> **SOURCE MATERIAL**
━━━━━━━━━━━━━━━━━━━━━━━━━━━━━━
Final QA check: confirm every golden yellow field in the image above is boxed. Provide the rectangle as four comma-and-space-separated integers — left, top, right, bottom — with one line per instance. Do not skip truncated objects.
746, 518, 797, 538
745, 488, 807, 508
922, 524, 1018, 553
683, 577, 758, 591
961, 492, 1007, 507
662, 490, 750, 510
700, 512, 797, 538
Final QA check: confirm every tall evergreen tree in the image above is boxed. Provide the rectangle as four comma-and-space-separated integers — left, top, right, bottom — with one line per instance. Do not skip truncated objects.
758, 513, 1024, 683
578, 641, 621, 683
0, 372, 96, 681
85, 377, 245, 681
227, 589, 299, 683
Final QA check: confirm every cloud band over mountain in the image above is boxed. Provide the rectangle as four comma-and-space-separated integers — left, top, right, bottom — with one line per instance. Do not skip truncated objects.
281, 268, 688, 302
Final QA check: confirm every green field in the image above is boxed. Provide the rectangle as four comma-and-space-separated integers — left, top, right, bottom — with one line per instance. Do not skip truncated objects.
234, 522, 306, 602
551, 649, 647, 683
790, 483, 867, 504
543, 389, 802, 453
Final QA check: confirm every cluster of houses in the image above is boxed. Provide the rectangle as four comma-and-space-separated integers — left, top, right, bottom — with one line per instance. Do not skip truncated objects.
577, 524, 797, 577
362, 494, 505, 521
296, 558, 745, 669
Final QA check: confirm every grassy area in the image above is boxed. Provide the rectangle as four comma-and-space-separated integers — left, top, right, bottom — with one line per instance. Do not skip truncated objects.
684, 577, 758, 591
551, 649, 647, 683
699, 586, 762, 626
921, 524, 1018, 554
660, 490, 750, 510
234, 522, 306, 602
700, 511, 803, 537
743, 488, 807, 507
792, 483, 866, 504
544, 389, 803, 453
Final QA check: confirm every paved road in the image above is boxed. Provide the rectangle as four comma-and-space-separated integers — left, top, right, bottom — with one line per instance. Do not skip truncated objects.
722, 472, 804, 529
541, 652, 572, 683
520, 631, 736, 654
━━━━━━━━━━━━━━━━━━━━━━━━━━━━━━
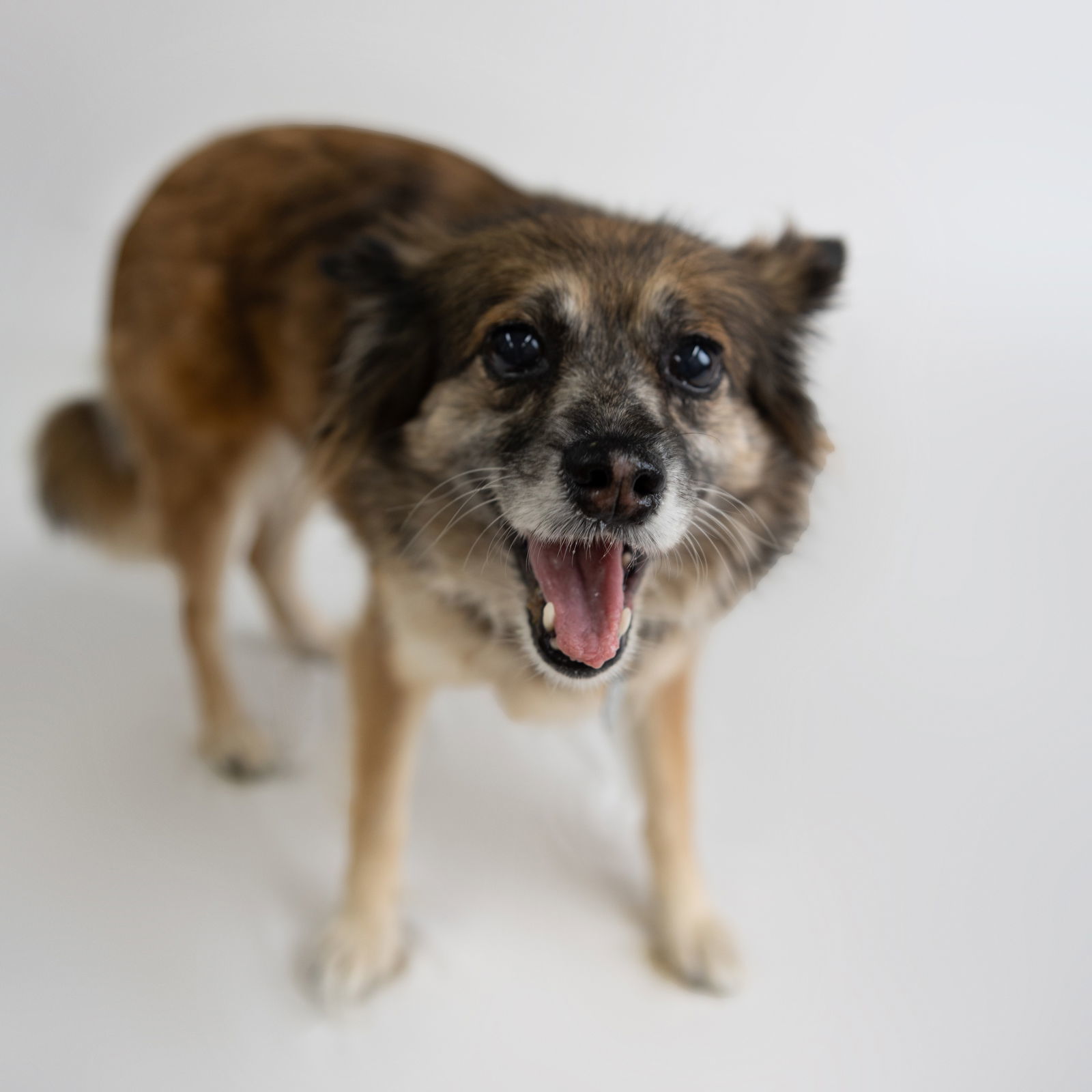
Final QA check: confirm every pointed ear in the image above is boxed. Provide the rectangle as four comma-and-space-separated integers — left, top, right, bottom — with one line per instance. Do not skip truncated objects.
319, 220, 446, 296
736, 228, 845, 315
━━━━━━━━━━━━━━━━━━━━━━━━━━━━━━
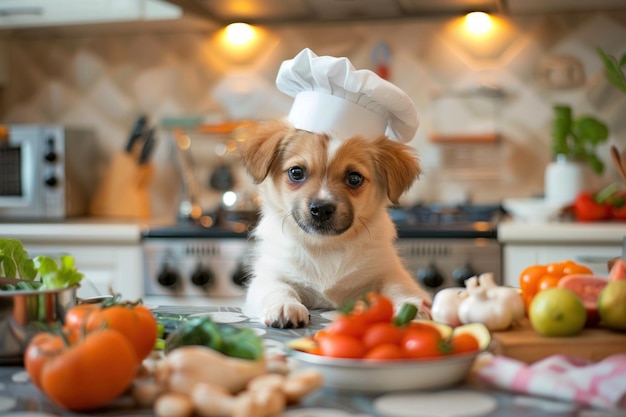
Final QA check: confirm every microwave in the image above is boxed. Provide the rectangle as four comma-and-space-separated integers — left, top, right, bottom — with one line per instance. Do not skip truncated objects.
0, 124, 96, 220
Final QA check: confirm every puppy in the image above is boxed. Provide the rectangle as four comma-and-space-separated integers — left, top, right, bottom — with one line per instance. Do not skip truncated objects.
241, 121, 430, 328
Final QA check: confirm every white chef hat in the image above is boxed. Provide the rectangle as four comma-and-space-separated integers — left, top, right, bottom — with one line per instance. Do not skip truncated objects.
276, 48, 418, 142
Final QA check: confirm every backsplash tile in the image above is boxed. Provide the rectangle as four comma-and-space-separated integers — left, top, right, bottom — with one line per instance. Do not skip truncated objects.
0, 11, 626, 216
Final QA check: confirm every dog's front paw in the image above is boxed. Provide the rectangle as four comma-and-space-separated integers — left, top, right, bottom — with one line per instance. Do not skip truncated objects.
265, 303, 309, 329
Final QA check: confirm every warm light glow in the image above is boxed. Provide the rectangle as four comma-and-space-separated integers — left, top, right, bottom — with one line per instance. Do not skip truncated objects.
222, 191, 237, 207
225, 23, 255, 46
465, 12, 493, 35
━━━━━━━━━━━━━━━━━━━━━━━━━━━━━━
> **EXERCISE PROMPT**
Scale the data from the line with "Final QA check: confirm every golden" to the line with "700, 512, 797, 538", both included, and write those lines out again with the request kept as is. Multiply each bounding-box coordinate in the answers by 0.25 and round it to a whole number, rounding halves up.

> **EXERCISE RESULT**
Final QA check: confirm every golden yellow field in the image above is boxed. Provide the rectangle as four comma-and-space-separated integers — left, top, right, bottom — with one line per instance. Do not skip truncated objects.
187, 130, 199, 135
186, 122, 202, 127
231, 131, 255, 138
171, 144, 190, 148
240, 123, 252, 127
166, 123, 188, 128
175, 128, 199, 135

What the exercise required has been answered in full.